- Task instructions -
Reproduce the material from the line containing "Can you find the stainless" through the line containing "[[434, 78]]", substituting "Place one marker per instance" for "Drop one point per instance" and leaving all else unaltered.

[A set of records]
☆ ☆ ☆ ☆ ☆
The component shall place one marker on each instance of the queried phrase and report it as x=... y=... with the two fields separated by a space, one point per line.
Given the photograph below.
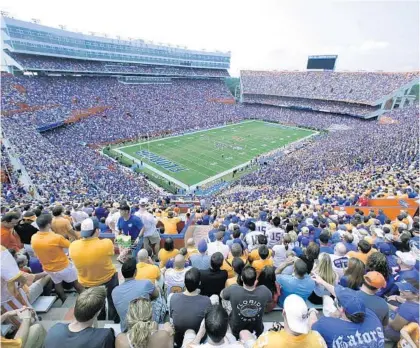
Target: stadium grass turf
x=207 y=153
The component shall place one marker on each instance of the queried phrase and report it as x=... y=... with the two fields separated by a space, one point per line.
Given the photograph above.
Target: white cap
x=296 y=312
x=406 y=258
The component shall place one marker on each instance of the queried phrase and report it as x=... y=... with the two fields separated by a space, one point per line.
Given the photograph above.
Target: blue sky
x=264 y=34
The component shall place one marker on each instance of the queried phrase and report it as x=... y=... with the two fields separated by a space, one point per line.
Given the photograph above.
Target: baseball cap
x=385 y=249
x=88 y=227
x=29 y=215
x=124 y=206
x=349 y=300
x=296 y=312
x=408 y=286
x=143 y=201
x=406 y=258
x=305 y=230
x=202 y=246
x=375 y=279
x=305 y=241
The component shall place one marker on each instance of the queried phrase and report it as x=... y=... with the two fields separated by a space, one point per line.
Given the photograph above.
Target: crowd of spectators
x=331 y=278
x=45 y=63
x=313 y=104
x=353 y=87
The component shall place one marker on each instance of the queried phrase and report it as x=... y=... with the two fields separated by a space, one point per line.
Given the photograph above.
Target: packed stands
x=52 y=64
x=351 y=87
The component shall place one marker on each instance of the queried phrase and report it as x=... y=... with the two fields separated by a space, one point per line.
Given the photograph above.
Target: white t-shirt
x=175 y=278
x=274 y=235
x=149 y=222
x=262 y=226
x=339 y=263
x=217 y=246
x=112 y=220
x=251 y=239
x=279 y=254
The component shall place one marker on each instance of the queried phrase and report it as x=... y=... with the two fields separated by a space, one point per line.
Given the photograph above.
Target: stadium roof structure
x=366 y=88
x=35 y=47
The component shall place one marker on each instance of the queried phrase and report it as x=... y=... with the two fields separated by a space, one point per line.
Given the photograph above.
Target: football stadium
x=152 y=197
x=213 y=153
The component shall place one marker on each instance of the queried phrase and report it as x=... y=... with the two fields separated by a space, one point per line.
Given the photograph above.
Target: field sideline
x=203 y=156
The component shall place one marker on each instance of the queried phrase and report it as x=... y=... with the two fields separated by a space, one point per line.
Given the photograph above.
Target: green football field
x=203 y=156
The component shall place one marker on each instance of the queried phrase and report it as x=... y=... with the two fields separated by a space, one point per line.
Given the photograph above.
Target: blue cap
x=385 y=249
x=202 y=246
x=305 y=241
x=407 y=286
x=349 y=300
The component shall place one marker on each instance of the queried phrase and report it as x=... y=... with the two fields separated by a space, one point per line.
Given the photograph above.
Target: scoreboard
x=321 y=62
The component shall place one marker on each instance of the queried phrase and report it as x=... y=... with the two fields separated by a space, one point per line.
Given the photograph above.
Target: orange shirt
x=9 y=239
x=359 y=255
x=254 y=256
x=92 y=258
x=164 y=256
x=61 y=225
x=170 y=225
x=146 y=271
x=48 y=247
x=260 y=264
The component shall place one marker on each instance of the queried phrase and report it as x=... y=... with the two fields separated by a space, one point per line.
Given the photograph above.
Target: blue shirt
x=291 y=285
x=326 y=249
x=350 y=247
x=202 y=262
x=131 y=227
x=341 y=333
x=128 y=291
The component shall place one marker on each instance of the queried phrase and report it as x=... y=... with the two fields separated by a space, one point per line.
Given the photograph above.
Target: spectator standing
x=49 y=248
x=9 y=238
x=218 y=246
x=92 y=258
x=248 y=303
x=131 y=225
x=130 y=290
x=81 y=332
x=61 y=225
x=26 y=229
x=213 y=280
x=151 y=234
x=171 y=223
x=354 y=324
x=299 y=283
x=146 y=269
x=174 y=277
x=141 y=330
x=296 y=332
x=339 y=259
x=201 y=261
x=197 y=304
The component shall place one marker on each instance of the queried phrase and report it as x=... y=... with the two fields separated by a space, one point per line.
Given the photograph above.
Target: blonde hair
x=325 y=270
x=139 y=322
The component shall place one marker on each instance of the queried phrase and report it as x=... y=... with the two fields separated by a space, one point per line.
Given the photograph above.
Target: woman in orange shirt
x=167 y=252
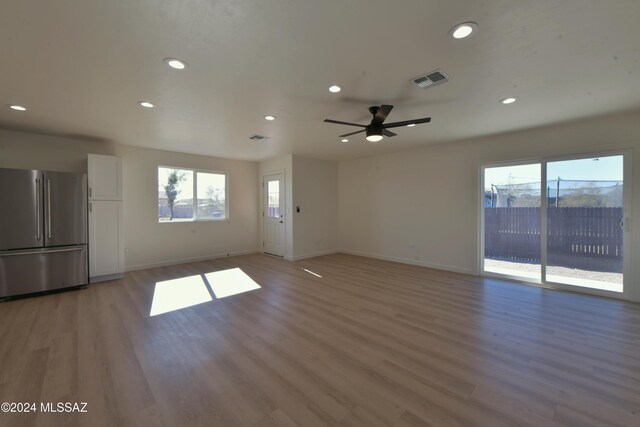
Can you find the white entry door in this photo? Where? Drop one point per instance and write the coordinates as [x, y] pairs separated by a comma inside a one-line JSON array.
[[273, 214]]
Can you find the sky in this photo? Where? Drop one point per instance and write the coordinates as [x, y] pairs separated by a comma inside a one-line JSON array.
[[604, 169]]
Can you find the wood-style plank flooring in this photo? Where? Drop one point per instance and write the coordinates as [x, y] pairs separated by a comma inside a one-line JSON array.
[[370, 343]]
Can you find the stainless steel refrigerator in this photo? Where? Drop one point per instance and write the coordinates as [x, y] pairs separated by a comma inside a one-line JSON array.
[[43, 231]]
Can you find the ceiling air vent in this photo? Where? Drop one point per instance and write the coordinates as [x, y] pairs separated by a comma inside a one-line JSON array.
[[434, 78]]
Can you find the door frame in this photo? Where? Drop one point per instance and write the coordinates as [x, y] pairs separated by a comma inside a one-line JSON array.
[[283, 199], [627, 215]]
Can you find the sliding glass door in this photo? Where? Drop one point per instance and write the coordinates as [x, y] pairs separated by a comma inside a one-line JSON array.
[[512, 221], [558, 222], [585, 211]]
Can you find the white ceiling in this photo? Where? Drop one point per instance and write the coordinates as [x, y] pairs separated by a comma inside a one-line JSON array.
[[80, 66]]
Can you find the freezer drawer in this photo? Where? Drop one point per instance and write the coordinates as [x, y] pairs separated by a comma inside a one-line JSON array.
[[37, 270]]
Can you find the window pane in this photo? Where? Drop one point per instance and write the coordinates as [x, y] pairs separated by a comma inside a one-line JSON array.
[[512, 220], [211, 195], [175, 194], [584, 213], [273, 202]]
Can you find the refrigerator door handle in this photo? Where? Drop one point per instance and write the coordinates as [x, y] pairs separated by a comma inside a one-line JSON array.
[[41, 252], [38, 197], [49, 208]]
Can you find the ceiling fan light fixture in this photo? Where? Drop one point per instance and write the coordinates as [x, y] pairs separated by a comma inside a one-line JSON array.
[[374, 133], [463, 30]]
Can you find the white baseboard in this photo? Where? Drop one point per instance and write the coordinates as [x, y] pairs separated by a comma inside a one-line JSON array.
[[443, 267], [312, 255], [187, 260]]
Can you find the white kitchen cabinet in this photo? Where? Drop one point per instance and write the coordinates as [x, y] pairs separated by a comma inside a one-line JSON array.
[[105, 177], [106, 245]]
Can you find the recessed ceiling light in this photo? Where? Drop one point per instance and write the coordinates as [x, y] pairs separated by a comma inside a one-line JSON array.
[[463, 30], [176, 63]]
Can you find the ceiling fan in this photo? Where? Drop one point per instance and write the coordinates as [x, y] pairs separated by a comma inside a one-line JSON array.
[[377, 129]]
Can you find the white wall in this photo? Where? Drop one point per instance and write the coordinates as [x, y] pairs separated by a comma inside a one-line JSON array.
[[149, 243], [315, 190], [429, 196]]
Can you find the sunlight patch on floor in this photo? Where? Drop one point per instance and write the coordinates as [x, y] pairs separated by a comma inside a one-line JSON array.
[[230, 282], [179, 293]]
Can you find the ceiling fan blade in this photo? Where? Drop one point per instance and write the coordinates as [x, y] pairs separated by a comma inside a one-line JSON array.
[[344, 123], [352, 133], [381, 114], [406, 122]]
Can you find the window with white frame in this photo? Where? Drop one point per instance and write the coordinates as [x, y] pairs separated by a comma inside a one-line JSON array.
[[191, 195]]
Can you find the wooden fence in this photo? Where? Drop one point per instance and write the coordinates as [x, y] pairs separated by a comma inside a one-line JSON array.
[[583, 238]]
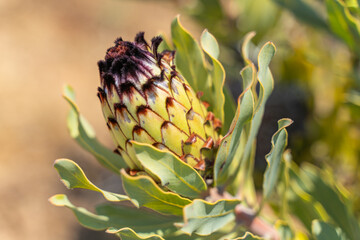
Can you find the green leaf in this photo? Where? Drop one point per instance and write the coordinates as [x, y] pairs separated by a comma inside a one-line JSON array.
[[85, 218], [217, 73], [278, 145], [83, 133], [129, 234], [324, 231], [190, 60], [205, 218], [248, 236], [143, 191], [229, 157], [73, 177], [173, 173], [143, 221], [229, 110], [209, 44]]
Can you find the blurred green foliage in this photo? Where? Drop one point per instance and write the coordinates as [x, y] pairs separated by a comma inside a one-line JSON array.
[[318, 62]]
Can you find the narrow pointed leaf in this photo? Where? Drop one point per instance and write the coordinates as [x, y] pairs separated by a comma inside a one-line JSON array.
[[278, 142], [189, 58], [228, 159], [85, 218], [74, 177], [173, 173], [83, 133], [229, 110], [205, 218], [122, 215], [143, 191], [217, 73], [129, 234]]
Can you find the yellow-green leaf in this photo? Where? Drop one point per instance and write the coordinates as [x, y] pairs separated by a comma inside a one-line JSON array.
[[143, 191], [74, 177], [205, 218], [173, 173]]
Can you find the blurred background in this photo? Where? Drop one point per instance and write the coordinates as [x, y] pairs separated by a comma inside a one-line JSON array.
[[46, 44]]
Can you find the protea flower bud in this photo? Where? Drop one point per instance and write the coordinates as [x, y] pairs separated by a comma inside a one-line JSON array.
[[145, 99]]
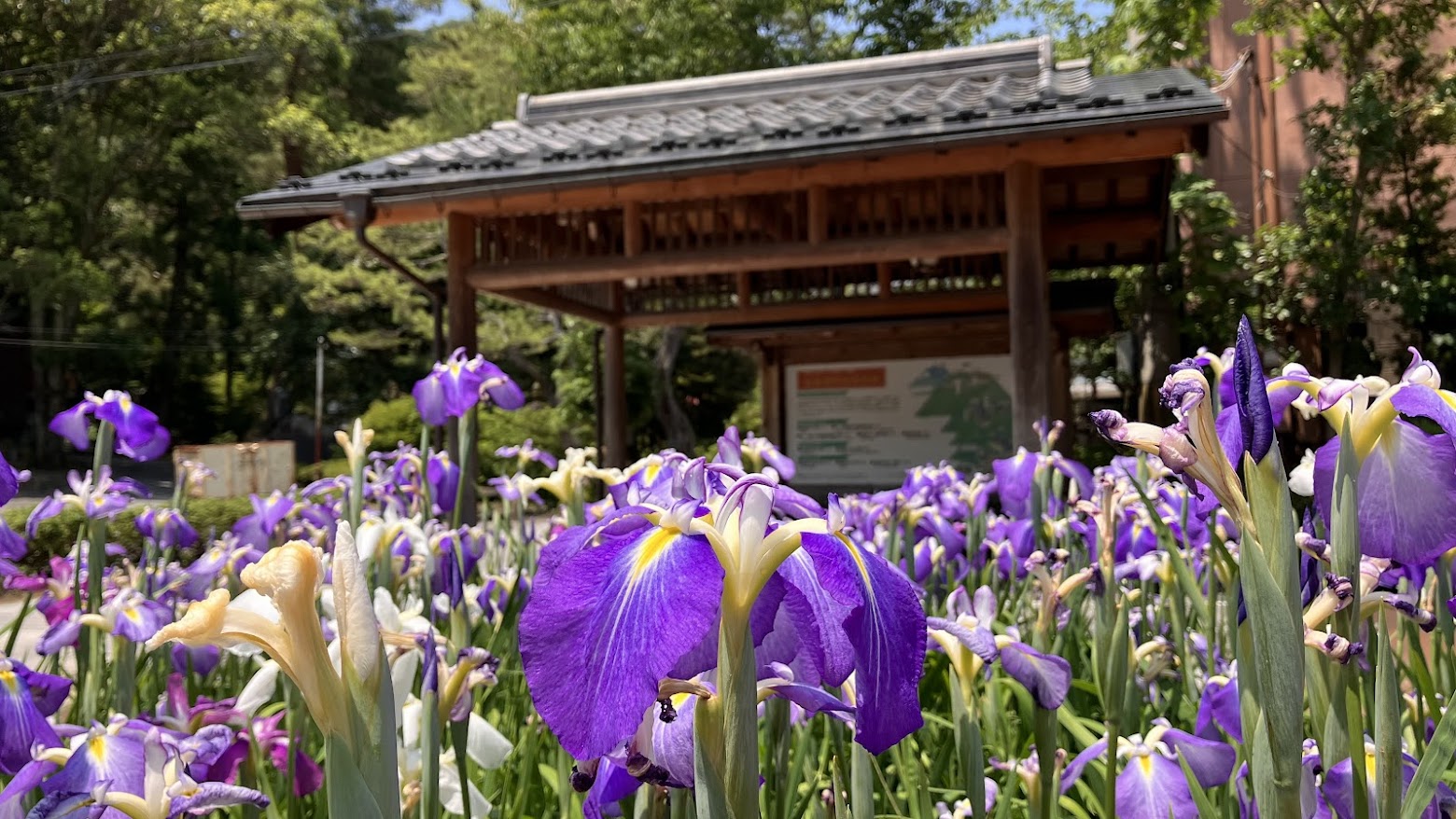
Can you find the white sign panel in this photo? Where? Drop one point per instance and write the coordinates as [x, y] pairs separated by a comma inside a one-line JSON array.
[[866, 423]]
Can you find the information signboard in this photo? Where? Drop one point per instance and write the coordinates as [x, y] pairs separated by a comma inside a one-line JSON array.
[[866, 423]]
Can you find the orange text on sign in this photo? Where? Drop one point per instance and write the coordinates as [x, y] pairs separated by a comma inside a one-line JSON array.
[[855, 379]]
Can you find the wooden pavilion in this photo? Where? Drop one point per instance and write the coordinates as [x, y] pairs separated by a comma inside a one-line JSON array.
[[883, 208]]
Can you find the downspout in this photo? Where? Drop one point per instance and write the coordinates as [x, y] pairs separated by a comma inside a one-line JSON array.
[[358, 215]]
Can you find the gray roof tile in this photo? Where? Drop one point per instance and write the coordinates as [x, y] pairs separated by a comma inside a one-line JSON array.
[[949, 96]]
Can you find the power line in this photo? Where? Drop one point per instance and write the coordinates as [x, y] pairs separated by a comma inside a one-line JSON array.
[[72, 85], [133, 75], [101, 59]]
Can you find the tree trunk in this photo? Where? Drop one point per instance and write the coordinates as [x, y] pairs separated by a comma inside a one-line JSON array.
☆ ☆ ☆ ☆ ☆
- The result -
Can you find the stainless steel refrigerator in this photo? Where? Place one marker per instance and write the coordinates as [x, y] pairs separated by a comma inside a one-line JSON array.
[[43, 231]]
Can you find the ceiling air vent in this photo? Where? Place one marker per instance and write the coordinates as [x, y] pairs separated by a comma inside a one-line JSON array.
[[434, 78]]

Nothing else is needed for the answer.